* Exercise description *
Find the line that contains "the balcony in". Output it and every line after it to the end of the records, exactly as they appear.
>> Start
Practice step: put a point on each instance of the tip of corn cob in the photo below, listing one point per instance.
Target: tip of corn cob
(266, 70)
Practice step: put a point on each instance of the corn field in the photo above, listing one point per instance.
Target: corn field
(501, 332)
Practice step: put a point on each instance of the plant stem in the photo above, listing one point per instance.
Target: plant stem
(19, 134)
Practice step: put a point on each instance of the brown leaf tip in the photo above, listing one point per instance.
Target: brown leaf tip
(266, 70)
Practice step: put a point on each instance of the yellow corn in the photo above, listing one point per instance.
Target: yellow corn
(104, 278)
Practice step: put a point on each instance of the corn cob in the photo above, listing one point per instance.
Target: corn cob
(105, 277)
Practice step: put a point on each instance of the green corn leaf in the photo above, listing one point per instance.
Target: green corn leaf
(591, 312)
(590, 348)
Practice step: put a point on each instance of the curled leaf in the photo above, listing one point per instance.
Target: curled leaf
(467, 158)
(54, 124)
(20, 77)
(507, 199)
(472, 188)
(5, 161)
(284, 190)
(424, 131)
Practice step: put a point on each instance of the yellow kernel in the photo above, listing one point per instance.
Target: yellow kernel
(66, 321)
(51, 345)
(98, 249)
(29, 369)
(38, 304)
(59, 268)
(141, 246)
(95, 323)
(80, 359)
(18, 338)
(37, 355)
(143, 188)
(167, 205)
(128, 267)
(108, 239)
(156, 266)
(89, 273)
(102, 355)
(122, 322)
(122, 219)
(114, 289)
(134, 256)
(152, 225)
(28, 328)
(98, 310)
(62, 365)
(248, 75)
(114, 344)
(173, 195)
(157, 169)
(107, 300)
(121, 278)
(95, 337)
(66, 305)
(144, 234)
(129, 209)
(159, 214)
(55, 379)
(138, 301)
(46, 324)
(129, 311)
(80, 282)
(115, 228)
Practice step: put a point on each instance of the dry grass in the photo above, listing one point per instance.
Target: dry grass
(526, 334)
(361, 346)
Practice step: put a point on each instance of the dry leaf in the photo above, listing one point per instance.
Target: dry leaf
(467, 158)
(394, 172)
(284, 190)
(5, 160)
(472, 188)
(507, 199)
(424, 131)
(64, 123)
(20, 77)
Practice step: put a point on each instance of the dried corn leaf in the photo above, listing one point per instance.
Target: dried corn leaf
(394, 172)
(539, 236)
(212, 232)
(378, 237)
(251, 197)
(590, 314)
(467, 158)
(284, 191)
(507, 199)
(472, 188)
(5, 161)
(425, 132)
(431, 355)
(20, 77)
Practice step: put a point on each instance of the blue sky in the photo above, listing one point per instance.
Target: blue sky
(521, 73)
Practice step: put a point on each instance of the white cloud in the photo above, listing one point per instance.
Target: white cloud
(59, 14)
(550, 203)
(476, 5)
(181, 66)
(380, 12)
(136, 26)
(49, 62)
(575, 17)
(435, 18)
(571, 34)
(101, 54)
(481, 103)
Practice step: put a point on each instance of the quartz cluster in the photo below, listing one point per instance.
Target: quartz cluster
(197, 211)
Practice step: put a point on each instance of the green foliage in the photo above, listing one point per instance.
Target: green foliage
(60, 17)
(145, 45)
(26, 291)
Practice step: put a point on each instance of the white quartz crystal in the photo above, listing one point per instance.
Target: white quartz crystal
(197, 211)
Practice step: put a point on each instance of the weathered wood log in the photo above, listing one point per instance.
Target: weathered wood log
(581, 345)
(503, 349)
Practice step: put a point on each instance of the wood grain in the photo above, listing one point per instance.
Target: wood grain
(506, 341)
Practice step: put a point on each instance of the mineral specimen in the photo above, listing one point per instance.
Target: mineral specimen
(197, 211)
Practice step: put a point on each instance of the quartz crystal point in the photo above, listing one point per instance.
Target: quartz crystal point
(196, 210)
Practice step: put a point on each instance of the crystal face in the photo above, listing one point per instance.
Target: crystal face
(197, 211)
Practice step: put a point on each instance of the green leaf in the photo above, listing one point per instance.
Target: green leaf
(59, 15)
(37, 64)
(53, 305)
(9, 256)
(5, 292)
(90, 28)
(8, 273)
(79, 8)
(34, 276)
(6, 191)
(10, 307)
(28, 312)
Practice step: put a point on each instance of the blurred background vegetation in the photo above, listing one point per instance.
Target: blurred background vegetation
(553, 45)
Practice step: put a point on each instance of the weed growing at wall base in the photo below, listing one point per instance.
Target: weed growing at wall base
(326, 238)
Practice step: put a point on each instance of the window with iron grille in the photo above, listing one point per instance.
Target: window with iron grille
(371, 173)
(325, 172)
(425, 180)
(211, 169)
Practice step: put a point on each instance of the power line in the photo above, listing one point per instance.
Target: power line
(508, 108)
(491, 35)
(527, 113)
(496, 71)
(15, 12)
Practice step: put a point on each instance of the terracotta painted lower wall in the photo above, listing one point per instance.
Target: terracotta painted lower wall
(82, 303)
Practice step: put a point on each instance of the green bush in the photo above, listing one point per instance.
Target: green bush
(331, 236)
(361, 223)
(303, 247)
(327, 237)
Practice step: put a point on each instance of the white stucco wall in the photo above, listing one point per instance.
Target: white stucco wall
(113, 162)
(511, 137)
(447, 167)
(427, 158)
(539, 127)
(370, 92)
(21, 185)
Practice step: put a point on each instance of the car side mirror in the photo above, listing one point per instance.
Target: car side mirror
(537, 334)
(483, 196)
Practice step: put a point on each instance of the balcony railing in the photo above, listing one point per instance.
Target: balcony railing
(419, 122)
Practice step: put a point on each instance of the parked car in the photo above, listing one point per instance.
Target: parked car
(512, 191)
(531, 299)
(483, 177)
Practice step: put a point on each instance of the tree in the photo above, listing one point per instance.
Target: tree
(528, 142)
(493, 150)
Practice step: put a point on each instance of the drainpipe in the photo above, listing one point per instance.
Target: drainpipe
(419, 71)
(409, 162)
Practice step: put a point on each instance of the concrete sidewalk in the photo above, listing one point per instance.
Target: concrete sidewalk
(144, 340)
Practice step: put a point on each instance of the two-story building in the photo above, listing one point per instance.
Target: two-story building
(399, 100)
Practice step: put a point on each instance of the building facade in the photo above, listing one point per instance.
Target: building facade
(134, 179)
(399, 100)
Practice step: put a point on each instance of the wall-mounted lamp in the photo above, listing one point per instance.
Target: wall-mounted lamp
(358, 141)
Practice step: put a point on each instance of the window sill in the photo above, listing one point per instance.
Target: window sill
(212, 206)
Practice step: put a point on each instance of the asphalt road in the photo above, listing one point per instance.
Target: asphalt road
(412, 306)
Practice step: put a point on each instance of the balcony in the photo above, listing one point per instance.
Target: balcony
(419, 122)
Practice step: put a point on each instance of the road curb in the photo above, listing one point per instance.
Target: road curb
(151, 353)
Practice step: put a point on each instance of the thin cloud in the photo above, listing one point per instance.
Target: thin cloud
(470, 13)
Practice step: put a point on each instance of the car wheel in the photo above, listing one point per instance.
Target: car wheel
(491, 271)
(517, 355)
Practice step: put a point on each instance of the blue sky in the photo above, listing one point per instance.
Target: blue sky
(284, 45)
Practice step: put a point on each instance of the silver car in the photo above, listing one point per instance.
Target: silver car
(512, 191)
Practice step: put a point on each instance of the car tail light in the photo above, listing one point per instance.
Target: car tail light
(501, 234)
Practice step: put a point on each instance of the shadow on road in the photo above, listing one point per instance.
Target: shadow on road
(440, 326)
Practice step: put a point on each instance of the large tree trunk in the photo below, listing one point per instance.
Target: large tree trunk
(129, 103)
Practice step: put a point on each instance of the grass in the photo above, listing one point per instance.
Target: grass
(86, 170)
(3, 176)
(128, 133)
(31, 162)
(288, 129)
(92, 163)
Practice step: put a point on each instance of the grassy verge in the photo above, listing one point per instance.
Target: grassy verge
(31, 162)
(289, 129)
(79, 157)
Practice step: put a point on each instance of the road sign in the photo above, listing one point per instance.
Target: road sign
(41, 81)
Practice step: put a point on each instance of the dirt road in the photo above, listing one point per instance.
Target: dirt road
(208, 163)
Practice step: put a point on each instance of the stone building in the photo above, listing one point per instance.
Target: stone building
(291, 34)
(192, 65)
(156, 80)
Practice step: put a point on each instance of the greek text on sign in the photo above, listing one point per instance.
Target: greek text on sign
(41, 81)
>> End
* Written response *
Practice step: put a point on each instance of the balcony in the photo above, listing one point per instance.
Target: balcony
(419, 122)
Practice step: put a point on each instance of the road curb in the photo above, listing one point per instance.
Target: road curb
(151, 353)
Practice step: put a point on each instance of the thin cloud in the photo above, listing one point per instance.
Target: thin cloud
(470, 13)
Practice step: put a point on each instance of the car wheel in the photo above, listing one point per instance.
Target: car wheel
(491, 271)
(517, 355)
Practice step: put a point on each instance of the blue sky in the photo above, listing one point per instance.
Target: blue sky
(284, 45)
Practice step: put a point on each instance of the silver car in the photo above, listing one point per instance.
Target: silver car
(512, 191)
Practice step: put a point on each instance of the car tail light in the photo above, listing one point per instance.
Target: car tail light
(501, 234)
Practice step: put a point on each instance of the shadow on road in the photo above, listing one point per instance.
Target: shadow on road
(440, 326)
Practice step: put a point on each instance of the large tree trunk in the photo below, listing one point per instance.
Target: large tree trunk
(129, 103)
Practice step: put a point on each instance of the grass in the photo above, listing one point per instance.
Target: grass
(86, 170)
(3, 176)
(128, 133)
(31, 162)
(288, 129)
(92, 163)
Practice step: put a point on each instance of the grassy verge in the photo above, listing one point per instance.
Target: grassy verge
(31, 162)
(289, 129)
(79, 157)
Practice step: put a point on each instance of the road sign in the photo above, listing one point per instance.
Target: road sign
(41, 81)
Practice step: put a point on each instance of the dirt road in the photo above, listing one point per instance.
Target: dirt road
(208, 163)
Practice step: put a point on each instance of the stone building in the photo above, listing one point per instance.
Target: stone building
(291, 34)
(192, 65)
(156, 80)
Practice step: put a point on each instance of the greek text on sign in the photo above, listing one point per instance.
Target: greek text on sign
(41, 81)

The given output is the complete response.